-- Start of Rows --

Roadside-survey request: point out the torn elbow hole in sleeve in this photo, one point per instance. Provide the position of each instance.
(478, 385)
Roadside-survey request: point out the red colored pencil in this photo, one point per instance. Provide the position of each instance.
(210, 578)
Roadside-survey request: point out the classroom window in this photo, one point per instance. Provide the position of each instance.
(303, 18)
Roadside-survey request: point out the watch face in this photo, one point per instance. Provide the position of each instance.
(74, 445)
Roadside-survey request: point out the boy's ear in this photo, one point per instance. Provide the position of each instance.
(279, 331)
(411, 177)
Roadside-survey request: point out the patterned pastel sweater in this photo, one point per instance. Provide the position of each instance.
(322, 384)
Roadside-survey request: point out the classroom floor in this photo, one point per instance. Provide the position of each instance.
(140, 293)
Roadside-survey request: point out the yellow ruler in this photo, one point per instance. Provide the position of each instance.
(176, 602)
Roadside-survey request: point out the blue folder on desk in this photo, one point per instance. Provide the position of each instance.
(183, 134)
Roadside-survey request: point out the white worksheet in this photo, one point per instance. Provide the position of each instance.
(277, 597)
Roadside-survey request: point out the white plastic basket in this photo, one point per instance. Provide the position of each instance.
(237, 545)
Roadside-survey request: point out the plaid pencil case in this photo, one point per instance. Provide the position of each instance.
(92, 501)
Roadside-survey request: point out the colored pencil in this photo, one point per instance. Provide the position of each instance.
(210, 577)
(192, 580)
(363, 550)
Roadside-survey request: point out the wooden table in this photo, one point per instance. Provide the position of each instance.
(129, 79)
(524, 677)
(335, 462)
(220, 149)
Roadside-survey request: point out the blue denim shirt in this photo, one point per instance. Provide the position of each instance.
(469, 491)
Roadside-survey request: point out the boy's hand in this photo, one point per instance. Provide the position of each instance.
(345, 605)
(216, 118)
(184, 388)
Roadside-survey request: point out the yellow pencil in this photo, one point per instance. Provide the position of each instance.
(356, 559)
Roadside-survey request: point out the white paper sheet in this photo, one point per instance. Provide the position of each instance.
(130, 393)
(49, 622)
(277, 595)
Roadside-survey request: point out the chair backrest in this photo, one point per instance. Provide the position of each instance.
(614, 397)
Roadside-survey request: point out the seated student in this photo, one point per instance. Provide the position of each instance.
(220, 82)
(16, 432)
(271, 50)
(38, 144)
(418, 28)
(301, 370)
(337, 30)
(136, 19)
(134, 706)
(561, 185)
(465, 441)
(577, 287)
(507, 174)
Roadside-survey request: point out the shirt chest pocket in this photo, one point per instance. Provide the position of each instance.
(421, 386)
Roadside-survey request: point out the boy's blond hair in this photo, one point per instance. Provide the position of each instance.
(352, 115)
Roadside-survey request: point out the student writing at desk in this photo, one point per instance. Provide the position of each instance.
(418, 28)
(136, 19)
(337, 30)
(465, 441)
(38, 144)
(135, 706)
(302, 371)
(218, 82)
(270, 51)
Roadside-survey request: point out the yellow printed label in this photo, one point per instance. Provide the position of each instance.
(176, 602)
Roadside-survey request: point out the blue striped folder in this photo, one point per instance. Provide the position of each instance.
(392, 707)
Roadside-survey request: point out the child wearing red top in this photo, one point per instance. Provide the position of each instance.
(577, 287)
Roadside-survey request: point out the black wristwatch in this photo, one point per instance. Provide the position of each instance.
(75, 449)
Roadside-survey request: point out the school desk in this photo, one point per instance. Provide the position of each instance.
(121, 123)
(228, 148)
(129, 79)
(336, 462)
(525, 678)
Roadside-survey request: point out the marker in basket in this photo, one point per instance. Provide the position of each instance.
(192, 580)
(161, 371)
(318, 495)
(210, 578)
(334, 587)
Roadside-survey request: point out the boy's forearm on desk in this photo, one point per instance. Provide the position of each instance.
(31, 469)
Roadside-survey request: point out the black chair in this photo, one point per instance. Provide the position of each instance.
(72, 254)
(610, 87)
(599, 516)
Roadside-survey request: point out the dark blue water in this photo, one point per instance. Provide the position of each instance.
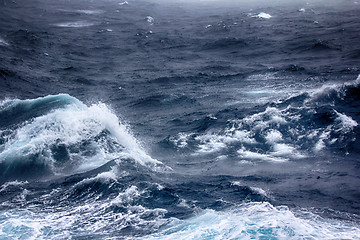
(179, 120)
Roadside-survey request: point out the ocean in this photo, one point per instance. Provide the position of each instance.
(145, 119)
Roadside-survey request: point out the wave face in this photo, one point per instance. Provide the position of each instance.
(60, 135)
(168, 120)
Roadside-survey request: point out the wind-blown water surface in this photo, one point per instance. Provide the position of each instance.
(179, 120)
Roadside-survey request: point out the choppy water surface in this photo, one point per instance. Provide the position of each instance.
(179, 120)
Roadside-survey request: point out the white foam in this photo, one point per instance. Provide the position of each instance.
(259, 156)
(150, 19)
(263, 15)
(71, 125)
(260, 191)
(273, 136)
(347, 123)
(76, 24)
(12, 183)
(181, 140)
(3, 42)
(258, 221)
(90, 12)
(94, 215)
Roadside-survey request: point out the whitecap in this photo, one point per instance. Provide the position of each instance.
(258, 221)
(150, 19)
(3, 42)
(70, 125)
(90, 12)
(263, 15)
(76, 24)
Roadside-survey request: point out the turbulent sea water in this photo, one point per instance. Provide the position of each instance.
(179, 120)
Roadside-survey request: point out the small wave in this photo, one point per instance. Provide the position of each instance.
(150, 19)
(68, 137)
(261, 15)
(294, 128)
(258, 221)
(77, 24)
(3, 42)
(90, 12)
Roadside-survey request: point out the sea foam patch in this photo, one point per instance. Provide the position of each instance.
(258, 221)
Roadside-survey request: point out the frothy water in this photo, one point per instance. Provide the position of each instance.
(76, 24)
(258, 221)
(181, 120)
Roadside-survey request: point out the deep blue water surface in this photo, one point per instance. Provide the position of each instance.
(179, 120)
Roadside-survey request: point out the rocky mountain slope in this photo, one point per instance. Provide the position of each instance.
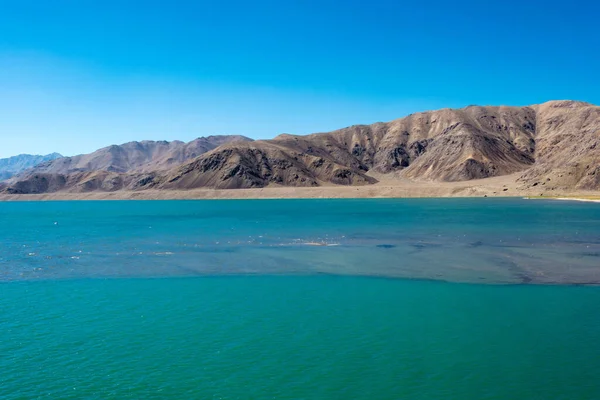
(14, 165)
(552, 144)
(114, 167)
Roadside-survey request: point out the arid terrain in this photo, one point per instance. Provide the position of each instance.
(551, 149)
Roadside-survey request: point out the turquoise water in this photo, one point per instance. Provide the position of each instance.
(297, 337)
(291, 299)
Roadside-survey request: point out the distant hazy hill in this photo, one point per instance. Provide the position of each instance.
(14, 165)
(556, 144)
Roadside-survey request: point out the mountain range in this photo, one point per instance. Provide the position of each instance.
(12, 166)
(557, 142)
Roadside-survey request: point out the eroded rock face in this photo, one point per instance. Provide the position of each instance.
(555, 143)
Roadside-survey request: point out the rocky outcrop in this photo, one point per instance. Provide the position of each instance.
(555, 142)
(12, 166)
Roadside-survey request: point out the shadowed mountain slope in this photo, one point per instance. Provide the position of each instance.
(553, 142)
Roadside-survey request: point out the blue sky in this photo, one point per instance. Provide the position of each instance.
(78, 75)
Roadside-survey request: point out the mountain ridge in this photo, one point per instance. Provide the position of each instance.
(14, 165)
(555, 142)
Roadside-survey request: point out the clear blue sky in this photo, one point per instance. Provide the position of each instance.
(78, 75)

-- End of Rows --
-- Start of Rows --

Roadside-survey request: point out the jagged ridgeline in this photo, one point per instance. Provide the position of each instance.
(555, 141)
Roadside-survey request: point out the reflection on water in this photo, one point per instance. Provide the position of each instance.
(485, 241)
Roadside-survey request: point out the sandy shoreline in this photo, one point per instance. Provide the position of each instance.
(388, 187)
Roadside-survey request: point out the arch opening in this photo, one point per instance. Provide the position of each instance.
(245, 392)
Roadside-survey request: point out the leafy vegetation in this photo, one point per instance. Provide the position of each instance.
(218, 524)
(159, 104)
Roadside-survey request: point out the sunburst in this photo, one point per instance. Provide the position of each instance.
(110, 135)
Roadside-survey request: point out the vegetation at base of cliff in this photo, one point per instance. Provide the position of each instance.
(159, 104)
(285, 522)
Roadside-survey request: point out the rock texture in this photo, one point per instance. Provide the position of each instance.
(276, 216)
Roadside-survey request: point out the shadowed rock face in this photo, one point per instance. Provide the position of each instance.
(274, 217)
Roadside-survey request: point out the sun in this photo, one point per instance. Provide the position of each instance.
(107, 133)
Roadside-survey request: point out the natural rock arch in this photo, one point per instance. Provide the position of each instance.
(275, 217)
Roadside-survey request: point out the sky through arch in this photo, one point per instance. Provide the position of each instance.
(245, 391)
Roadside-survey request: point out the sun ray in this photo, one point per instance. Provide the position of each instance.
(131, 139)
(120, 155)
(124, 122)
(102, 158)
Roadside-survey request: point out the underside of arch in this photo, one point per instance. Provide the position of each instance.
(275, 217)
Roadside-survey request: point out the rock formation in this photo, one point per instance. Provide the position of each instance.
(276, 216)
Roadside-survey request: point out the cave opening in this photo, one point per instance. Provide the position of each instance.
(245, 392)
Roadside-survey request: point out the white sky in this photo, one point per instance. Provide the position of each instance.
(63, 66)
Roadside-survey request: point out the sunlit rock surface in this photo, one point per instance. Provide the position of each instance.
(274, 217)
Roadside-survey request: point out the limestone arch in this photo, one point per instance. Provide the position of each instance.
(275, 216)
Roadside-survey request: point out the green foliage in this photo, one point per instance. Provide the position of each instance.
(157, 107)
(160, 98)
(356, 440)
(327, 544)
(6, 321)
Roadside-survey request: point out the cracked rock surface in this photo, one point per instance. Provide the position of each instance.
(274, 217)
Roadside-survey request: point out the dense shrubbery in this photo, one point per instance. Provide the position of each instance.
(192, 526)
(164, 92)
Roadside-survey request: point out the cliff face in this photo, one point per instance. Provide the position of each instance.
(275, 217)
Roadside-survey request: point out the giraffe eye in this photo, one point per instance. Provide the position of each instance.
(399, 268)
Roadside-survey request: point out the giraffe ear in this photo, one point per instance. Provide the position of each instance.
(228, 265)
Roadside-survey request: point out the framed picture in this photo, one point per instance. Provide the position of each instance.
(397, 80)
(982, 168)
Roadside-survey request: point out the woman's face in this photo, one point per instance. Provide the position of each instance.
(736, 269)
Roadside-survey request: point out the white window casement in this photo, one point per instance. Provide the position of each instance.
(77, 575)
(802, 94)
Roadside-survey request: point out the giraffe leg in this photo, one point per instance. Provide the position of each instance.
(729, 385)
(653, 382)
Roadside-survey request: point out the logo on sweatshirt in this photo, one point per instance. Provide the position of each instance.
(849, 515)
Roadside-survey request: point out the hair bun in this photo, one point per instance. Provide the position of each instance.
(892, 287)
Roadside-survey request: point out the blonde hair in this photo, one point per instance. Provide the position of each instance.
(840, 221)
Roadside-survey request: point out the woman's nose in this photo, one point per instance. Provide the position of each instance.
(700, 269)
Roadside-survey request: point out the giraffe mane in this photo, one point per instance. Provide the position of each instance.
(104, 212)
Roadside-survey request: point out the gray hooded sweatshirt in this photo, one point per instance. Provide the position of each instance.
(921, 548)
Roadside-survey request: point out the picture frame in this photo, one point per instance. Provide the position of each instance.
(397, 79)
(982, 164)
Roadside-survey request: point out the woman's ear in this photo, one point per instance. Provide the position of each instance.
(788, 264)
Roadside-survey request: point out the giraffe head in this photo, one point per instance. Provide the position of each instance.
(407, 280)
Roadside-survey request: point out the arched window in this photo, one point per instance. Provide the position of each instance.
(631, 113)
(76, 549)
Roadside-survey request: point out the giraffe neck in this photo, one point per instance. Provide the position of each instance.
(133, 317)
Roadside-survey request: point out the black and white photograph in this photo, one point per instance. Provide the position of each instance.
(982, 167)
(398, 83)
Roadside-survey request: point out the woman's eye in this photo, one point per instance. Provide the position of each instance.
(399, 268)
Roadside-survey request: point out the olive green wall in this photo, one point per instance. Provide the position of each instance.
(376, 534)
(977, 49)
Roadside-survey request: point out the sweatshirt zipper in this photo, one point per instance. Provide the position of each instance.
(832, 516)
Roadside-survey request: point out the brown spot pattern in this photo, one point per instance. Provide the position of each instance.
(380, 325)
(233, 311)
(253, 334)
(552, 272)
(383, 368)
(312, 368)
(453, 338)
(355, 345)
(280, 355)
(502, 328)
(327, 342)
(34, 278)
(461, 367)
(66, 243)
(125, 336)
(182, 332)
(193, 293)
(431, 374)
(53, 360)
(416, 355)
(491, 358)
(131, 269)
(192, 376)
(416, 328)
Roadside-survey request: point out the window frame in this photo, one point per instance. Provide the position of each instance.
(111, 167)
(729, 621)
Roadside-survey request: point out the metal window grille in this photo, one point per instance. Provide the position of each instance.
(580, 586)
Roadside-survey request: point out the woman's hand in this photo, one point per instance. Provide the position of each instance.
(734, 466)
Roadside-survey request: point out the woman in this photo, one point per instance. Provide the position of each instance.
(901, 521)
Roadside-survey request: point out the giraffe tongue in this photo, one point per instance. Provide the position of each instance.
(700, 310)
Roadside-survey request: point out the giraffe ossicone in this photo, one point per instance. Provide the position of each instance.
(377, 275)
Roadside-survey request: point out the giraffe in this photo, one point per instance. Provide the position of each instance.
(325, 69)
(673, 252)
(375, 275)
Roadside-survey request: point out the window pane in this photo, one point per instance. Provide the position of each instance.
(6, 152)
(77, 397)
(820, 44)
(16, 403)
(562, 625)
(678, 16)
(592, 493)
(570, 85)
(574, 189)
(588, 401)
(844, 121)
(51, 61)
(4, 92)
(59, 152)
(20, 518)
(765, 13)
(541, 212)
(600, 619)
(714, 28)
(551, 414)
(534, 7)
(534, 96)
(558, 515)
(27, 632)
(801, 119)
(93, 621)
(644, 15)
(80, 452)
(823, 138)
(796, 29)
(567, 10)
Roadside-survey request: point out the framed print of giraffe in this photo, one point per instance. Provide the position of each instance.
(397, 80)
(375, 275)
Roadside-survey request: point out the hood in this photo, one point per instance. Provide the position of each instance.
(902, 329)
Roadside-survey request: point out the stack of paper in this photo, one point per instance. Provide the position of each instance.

-- End of Rows --

* **Direction**: Return each line from the items in both blocks above that contains the word "vegetation", copied in full.

* **Solved problem**:
Roadside-survey request: point out the leafy vegetation in this photo, one point per instance. Provide the position of each instance.
Roadside-survey request: point out the vegetation at base of cliff in this photo, one point per instance. Provide the position of each instance.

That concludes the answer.